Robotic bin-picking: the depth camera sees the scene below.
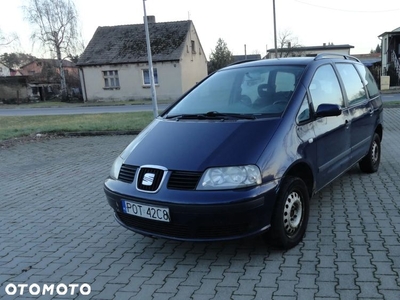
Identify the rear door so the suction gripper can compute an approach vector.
[336,63,379,164]
[309,64,351,189]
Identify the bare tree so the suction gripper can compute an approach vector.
[23,0,80,100]
[0,29,18,47]
[278,30,301,57]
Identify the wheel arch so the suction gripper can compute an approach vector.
[375,124,383,142]
[284,161,315,198]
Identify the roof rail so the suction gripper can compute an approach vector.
[227,59,259,67]
[314,52,360,62]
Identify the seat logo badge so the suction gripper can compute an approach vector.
[142,173,155,186]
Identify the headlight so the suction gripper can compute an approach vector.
[197,165,261,190]
[110,156,124,179]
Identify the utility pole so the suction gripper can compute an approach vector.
[273,0,278,58]
[143,0,158,118]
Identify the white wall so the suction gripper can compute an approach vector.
[81,61,182,101]
[80,24,207,101]
[182,24,208,92]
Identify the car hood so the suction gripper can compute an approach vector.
[125,118,280,171]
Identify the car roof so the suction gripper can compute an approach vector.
[224,53,360,69]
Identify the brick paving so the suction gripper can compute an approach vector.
[0,108,400,300]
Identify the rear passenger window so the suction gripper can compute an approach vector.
[356,65,379,98]
[336,63,367,105]
[309,65,344,111]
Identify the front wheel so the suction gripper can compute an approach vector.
[265,177,310,249]
[359,133,381,173]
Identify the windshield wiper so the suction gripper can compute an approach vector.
[205,111,256,120]
[165,111,256,120]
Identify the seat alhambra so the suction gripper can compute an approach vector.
[104,54,383,249]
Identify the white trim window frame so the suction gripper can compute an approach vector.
[142,68,158,87]
[102,70,120,89]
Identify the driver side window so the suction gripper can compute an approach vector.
[308,64,344,111]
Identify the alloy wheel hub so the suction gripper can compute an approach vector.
[283,192,303,235]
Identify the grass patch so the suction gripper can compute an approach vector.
[0,112,153,140]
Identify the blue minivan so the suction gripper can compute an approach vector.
[104,54,383,249]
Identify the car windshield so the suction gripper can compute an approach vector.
[164,65,304,118]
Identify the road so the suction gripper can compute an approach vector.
[0,93,400,116]
[0,104,168,116]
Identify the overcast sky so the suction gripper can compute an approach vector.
[0,0,400,57]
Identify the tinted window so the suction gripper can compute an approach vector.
[356,65,379,98]
[336,63,367,105]
[309,65,344,111]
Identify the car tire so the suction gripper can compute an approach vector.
[265,177,310,249]
[359,133,381,173]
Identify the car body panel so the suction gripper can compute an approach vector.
[122,118,280,171]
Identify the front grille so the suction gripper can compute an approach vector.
[118,164,137,183]
[117,213,250,239]
[137,167,164,192]
[167,171,202,190]
[118,164,202,192]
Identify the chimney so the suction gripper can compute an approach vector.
[147,16,156,23]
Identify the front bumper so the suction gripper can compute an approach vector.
[104,181,276,241]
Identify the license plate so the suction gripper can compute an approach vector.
[122,200,170,222]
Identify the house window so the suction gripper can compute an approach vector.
[103,70,119,88]
[142,68,158,85]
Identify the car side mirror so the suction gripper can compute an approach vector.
[315,104,342,118]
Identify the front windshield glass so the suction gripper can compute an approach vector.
[166,65,304,117]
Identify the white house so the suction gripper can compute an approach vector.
[378,27,400,84]
[77,16,207,101]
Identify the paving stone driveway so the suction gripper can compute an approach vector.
[0,108,400,300]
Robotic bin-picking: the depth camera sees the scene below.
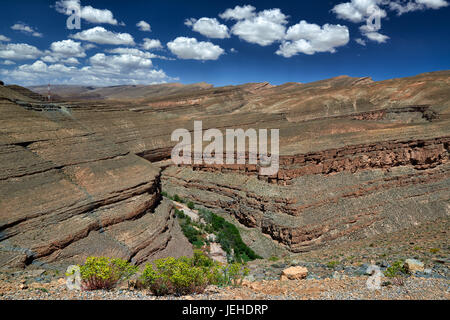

▸ **Short exercise**: Count the lines in the records above that contain the string "windshield", and reply with the number alone.

▸ **Full response**: 3